Start of Material shown
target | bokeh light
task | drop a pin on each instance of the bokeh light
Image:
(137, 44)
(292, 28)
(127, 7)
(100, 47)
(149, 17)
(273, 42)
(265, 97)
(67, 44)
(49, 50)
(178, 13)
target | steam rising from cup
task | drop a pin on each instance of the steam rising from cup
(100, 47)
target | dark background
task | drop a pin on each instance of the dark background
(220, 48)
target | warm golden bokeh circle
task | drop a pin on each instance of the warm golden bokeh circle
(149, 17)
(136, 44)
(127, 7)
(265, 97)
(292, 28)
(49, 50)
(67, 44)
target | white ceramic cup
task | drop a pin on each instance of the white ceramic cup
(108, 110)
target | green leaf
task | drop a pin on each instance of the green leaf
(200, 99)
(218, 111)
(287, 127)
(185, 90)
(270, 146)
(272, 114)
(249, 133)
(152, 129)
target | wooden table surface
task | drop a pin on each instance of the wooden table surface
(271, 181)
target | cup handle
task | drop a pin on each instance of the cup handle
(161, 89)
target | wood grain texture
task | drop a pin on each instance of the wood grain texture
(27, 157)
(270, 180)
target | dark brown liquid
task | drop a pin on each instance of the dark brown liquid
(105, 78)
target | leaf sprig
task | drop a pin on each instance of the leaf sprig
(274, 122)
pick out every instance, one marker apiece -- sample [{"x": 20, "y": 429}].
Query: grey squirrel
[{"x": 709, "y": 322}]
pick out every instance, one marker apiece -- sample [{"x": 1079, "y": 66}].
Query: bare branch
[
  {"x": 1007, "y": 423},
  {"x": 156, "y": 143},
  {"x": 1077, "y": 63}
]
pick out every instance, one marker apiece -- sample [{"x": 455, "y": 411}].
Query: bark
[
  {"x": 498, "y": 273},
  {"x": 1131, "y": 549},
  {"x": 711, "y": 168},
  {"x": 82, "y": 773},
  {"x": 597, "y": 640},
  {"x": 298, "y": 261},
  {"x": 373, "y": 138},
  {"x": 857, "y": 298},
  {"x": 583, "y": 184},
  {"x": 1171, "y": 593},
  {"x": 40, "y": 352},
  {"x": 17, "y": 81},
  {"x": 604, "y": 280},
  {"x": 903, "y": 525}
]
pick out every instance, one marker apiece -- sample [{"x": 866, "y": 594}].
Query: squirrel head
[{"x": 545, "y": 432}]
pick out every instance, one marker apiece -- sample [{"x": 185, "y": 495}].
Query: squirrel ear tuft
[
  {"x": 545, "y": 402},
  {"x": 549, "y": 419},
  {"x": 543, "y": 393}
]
End of Material shown
* What you need to do
Every record shown above should be written out again exactly.

* Answer to this exercise
target | bokeh light
task | drop a pin on each instance of the bokeh light
Image:
(137, 44)
(292, 28)
(127, 7)
(100, 47)
(149, 17)
(273, 42)
(265, 97)
(67, 44)
(49, 50)
(178, 13)
target | steam rising from cup
task | drop a pin on each instance of the steam rising from cup
(100, 47)
target | dark background
task | drop a pin on each instance of the dark background
(220, 48)
target | warm golden bokeh circle
task | drop a pin on each instance of the warm golden bokeh circle
(149, 17)
(136, 44)
(127, 7)
(265, 97)
(292, 28)
(49, 50)
(67, 44)
target | white ceramic cup
task | drop a pin on each instance of the white ceramic cup
(108, 110)
target | green leaf
task | drop a pin on each instance of the green leaf
(200, 99)
(218, 111)
(287, 127)
(185, 90)
(270, 146)
(272, 114)
(249, 133)
(152, 129)
target | wooden table surface
task | drop a pin on each instance of the wooden table surface
(271, 181)
target | cup handle
task | drop a pin on each instance of the cup handle
(161, 89)
target | wood grain texture
task | drop a pin on each instance of the wood grain texture
(27, 157)
(270, 180)
target | dark brown liquid
task | drop a pin on each instance of the dark brown liquid
(105, 78)
target | leaf sprig
task | drop a pin on each instance of the leaf sprig
(274, 122)
pick out every instance, one marker apiece -- sample [{"x": 20, "y": 429}].
Query: grey squirrel
[{"x": 709, "y": 322}]
pick out every instance, one marker apiece -- sample [{"x": 1079, "y": 66}].
Query: bare branch
[
  {"x": 1007, "y": 423},
  {"x": 156, "y": 143},
  {"x": 1077, "y": 63}
]
pick out every instance, one marker apiece -- sample [{"x": 455, "y": 411}].
Query: bark
[
  {"x": 498, "y": 273},
  {"x": 1131, "y": 549},
  {"x": 711, "y": 168},
  {"x": 82, "y": 773},
  {"x": 597, "y": 640},
  {"x": 298, "y": 261},
  {"x": 373, "y": 138},
  {"x": 857, "y": 298},
  {"x": 583, "y": 184},
  {"x": 1171, "y": 593},
  {"x": 40, "y": 352},
  {"x": 17, "y": 81},
  {"x": 604, "y": 280},
  {"x": 903, "y": 525}
]
pick out every instance, one marker apiece -- sample [{"x": 866, "y": 594}].
Query: squirrel head
[{"x": 545, "y": 432}]
pick out every instance, one marker apiece -- sample [{"x": 185, "y": 495}].
Query: squirrel ear tuft
[
  {"x": 545, "y": 402},
  {"x": 549, "y": 419},
  {"x": 543, "y": 393}
]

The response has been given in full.